## Start

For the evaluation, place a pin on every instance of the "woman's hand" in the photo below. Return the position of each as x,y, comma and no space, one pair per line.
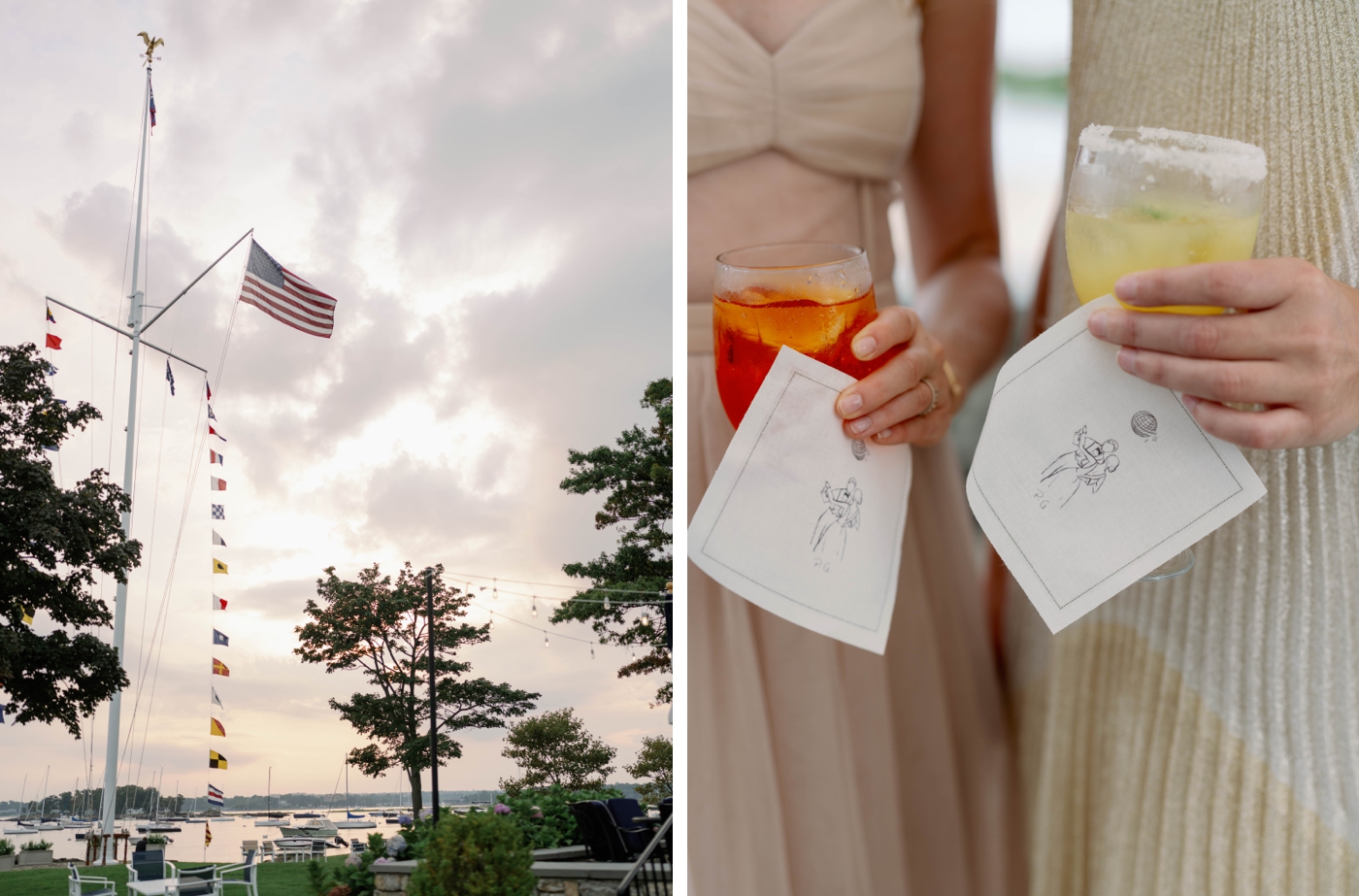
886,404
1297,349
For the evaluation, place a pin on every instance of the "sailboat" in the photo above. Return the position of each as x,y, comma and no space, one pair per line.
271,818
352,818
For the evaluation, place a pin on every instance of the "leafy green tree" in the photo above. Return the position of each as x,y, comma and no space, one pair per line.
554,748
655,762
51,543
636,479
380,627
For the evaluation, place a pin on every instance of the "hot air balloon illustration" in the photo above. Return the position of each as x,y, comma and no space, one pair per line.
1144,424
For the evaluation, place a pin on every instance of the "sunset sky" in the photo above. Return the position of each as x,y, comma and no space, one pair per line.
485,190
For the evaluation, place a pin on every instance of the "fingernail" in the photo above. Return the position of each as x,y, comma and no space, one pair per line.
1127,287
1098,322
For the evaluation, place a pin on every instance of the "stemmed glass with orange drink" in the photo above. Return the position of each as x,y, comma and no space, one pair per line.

## End

§ Short problem
Convert every line of the records above into a JSON list of strings, one string per line, and omit blank lines. Leave the pictures out.

§ Output for this exercise
[
  "For the evaluation, place a pin on every instance of the \"woman's hand\" in the photo below. Return the position of each as x,y, comma and no space, one pair per line.",
  "886,404",
  "1297,349",
  "For the evaluation, place a pin on every instance of the \"sailboat\" in the photo above. Return the position of each as x,y, comma and no space, one pair per line.",
  "271,818",
  "352,818",
  "For the evaluation, place a pin on every instance of the \"leafy green tree\" in the photo above. Return the position of each as x,y, comma and no space, one pair per line.",
  "554,748",
  "655,762",
  "51,543",
  "636,479",
  "380,627",
  "For the evaluation, place a pin on every instance of the \"hot air balloon illustration\" in the photo above. Return the position of each as x,y, comma and no space, one pair per line.",
  "1144,424",
  "For the evaluation, place a pin on every instance of the \"sunset sky\" in the photo above. Return the position of each as x,y, comma and no space, one pair per line.",
  "485,190",
  "For the evaluation, place a pin on every instance of the \"fingernail\" in the photo above. Return the position of each as x,y, comma and no space, one pair per line.",
  "1127,287",
  "1098,322",
  "For the evaluation, place a pin on every instance of the \"stemmed glass with orange drink\" in the photo above. Return the position of each as x,y, comma and no space, one pair per line."
]